» WHAT IS BEING ASKED: Go through the entries below and write each one out exactly.

» STORED DATA:
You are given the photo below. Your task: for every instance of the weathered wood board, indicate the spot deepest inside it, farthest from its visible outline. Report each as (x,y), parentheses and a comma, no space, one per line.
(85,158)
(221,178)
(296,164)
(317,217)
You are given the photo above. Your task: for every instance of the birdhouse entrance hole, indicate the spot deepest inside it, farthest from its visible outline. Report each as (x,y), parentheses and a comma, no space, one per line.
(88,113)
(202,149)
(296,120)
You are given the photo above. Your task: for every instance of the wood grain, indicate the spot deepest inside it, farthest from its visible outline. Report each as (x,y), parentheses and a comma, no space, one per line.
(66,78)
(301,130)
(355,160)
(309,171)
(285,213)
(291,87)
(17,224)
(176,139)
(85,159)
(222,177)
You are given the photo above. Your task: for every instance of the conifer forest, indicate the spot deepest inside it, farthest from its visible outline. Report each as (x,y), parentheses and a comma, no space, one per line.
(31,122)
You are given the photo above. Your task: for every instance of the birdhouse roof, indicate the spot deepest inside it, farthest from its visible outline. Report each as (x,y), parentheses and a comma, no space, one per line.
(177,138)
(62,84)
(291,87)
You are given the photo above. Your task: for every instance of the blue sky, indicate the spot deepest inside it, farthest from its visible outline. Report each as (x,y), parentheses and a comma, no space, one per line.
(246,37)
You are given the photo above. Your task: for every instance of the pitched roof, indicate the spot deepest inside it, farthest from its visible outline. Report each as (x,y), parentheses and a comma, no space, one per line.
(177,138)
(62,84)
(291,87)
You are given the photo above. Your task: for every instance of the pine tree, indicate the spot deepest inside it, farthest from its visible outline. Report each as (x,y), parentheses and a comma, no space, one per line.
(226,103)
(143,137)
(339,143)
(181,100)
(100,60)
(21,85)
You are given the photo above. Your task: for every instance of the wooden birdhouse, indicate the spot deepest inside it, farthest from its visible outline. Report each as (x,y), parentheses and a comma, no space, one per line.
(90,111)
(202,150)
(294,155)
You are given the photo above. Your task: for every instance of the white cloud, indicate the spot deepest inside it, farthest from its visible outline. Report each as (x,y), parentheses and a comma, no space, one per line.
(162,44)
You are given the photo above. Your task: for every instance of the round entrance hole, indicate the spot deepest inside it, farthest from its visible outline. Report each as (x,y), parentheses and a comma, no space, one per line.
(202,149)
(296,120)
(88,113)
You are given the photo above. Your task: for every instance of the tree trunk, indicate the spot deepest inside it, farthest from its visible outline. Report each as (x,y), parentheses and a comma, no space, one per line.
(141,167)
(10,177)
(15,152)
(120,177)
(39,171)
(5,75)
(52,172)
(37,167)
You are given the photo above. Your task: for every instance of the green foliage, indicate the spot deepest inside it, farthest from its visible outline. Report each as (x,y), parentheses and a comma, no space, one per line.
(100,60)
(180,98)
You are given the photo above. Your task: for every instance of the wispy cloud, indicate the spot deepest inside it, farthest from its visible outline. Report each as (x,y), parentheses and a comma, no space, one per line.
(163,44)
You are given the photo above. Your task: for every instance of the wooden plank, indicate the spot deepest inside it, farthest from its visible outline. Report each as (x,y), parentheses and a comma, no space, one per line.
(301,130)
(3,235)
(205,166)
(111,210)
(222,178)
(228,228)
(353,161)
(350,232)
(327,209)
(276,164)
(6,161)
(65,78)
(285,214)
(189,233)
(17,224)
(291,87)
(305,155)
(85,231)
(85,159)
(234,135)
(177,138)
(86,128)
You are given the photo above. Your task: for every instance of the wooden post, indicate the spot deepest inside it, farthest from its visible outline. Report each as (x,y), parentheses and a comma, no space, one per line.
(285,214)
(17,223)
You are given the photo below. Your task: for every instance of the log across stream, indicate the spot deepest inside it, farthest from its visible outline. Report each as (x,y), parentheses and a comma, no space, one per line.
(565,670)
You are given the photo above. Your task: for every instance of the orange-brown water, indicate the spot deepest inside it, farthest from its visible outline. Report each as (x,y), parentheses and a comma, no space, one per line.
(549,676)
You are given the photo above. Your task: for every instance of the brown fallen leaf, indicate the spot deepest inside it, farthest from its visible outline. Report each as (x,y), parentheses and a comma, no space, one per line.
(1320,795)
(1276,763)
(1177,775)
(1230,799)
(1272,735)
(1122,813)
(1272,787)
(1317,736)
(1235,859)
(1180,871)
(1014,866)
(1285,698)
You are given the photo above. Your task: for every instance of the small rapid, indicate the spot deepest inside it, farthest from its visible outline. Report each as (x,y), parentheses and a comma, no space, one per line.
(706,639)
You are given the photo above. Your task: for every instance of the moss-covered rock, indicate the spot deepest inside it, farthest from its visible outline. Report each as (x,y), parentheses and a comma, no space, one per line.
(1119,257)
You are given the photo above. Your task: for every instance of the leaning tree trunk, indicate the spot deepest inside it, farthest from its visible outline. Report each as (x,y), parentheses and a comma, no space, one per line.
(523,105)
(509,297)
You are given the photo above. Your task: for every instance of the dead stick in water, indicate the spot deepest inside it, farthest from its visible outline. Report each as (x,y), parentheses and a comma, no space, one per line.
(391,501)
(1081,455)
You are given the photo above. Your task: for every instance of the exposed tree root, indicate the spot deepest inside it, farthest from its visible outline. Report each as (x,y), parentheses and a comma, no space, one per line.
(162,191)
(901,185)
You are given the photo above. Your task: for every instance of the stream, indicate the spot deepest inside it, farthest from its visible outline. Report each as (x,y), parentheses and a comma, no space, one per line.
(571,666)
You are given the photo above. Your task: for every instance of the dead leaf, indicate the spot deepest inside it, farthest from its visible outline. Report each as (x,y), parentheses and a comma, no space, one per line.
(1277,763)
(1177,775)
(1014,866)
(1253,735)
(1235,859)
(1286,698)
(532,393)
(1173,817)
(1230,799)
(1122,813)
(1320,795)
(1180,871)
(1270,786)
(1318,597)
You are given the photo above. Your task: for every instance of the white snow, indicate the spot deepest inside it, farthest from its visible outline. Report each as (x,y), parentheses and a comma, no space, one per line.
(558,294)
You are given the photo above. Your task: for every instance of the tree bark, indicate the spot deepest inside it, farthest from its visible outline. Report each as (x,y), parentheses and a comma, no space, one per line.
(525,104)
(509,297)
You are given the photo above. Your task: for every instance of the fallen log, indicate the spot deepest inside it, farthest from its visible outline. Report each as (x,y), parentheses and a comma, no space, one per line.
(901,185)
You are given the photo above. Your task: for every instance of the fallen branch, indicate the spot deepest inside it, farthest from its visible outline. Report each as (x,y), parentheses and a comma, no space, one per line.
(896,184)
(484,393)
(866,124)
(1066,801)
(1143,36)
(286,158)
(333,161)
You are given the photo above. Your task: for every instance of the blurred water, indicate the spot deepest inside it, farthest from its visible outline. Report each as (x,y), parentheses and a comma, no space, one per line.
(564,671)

» TASK OUTPUT:
You are given the photo below. Your task: for every instance of the weathered wood board, indicate the spot deepest inside it, farthest from its visible outline. Report each as (x,y), parentheses and a comma, no space, one per line.
(85,158)
(221,178)
(296,164)
(317,217)
You are given the photo above. Your task: for every instance of the birdhouse entrance hole, indicate the spot deepest inside it, farthest from its visible outline. Report each as (x,y), parentheses and a comma, no space, one per line.
(88,113)
(202,149)
(296,120)
You are given the photo above. Your task: for every instance of the wood grain, indicate the spot deepest inside it, farthest from its visible outline. Report each as (x,y), parentheses and a comma, no space, one per line.
(66,78)
(301,130)
(355,160)
(309,171)
(285,213)
(291,87)
(17,224)
(176,139)
(85,159)
(222,177)
You are given the photo above. Your task: for every instance of the conifer forest, indicate the spot deepest inside it, farthest from its visible outline. Report each as (x,y), parentheses and a comma, no space, one per line.
(31,122)
You are given the photo above. Your task: for every instance of the birdhouse roof, indicate the spot deepest inside it, farthest from its visible outline. Report each as (x,y), parentheses and a comma, no space, one per line.
(177,138)
(62,84)
(291,87)
You are given the photo above. Your task: for every instance of the blue sky, indicate the spot deepest inside it, farthest from its visible outline. Report each as (x,y), parentheses and a comma, no space, one per line.
(246,37)
You are given the photo above. Your task: for every instance of the pitched roof, indicate the spot deepest inside it, farthest from its visible outline. Report each as (x,y), parentheses and a comma, no space, one per line.
(177,138)
(62,84)
(291,87)
You are given the photo above. Your task: for every instance of the pine tree, indicate the spot deepest inside it, farthest from its visible outline. Report each as (x,y), parentheses and a comma, no space, one per line.
(226,103)
(143,137)
(339,143)
(181,100)
(100,60)
(21,85)
You are given the photo above. Your task: for every instance of the wooden birdhouse, indicate the spot deepest inside it, farthest from its visible outline. Report each as (x,y), parentheses and a comma, no space, one per line.
(90,111)
(202,150)
(294,155)
You are given the photo above. Your task: for every instance of the white cloud, indicate the spot deepest inside it, farthest from its visible outline. Report each as (x,y), parentheses and a comma, no space, one per line.
(162,44)
You are given the photo above. Your task: for every instance of the round entrance hole, indicate the spot deepest inside it, farthest from its visible outline. Report each as (x,y), parentheses and a comma, no space, one per line.
(202,149)
(296,120)
(88,113)
You are given the photo above. Your task: for every instance of the tree trunk, indicate the spot deepest inside it, farthest from its visible outline. Report each as (x,y), parentheses and a comma, no space, one per line.
(141,167)
(10,177)
(15,152)
(120,177)
(39,171)
(5,75)
(52,172)
(37,167)
You are given the photo above. Your task: for every instance of the green foliage, indicate the spot deepest inside it, farthest from its visible outline. Report each as (x,y), parentheses and a comma, no space, one per line.
(100,60)
(180,98)
You are given the photo above. Your task: for every instance of the wispy cloud, indicate the spot deepest inside it, farthest from its visible outline. Report each as (x,y), parentheses and a comma, no space, one per line.
(163,44)
You are given the photo above. Your task: for every instance of the wooden plank, indicate the spot deepest inside it, farthest from its visible outline. Report each as (x,y), parentheses and a comma, no space, one per line.
(301,130)
(3,235)
(205,166)
(111,210)
(222,178)
(228,228)
(353,161)
(350,232)
(327,209)
(276,164)
(6,161)
(65,78)
(285,214)
(189,233)
(17,224)
(291,87)
(305,155)
(85,231)
(85,159)
(234,135)
(177,138)
(86,128)
You are given the photo above. Your task: for every instance of the wooden post, indicate the spot deepest inside it, farthest from its visible outline. Report each as (x,y), parentheses and a comma, no space, one per line.
(285,214)
(17,223)
You are given the photo below. Your task: for every instance of the log across stream, indicate the spot deepest inside it, farthest from its visible outline. Report each as (x,y), parentheses and a comma, no space, one per line.
(565,670)
You are given the photo above. Your task: for every instance of the orange-brown water, indicate the spot deepest inside it, farthest from its visible outline. Report each as (x,y), parentheses and a comma, no space, one per line.
(549,676)
You are given the photo above. Your task: for every instance of the brown fallen leaf, indicate the spot deepest inside it, farthest from its visible outline. Report each as (x,y), parentheses and a comma, no space, one per line.
(1320,795)
(1276,763)
(1177,775)
(1230,799)
(1272,735)
(1122,813)
(1272,787)
(1317,736)
(1235,859)
(1180,871)
(1014,866)
(1285,698)
You are given the photo above. Your task: for every instance of the small rapid, indicate the spot deepest inside it, farthest from its visible outline. Report each as (x,y), parentheses and a comma, no space, one per line.
(706,639)
You are given the photo above. Your task: for every instance of the moss-covered rock, indicate the spot deepest inside it, farthest from its visible outline. Report each as (x,y), parentheses and a comma, no space, one per line.
(1119,257)
You are given the photo above. Your task: for every instance of the leaning tree trunk, indicate the spot deepest inside it, farthest from its visible outline. Report each as (x,y), parentheses and a comma, no space, one per line.
(523,105)
(509,297)
You are given the photo above. Your task: for every instance of the dead stick in water, indicate the spot deepest inside it, farthest from its visible outline. Report each as (x,y), parentheses and a comma, no space, one per line.
(391,501)
(1081,455)
You are given the photo above. Your task: for every instance of the exposed tree root, indicate the spot deepest inside it, farthest from its visible outline. Report each as (x,y), parentheses and a comma, no space, one per line.
(162,191)
(901,185)
You are given the photo above. Your task: for every instance of the stream, indicate the spot deepest inside it, farthest from its visible outline. Report each as (x,y), parentheses and a comma, no space, one per line.
(571,666)
You are given the photo above. Your task: for every instance of the dead leaf, indicate the spot deepest inside it, farthest from its visible outline. Report each as (x,y), parentheses and a comma, no space, one per line.
(1277,763)
(1177,775)
(1014,866)
(1253,735)
(1235,859)
(1286,698)
(532,393)
(1173,817)
(1230,799)
(1122,813)
(1320,795)
(1180,871)
(1270,786)
(1318,597)
You are given the photo above. Your task: for every instance of the white snow, indicate the spot deepest inside it, farthest from its visible outline. Report each as (x,y), parentheses and a comma, no space, one per line.
(558,294)
You are given the photo above. Your task: for every instance of the tree bark, indicate the spot deepest inside it, farthest from its visible outline. Report each as (x,y), parentheses and a comma, no space, one per line.
(525,104)
(509,297)
You are given the photo above. Your task: for every instance of the fallen log, indicate the spot deepest inside it, farthest from its visible outline. Report each as (x,y), parentheses and a comma, no space, one per line.
(901,185)
You are given the photo above. Your task: for every instance of the fallen branch, indicate the spot deepest inside it, farthest from its visible outline. Report each as (x,y), parentheses and a comma, no space, one per line.
(896,184)
(484,393)
(866,124)
(1066,801)
(1143,36)
(286,158)
(333,161)
You are given the photo above. Your task: for every instance of the blurred water, indicate the spot deepest inside it, farthest from its visible outline. Report each as (x,y), parentheses and a comma, no space, one per line.
(564,671)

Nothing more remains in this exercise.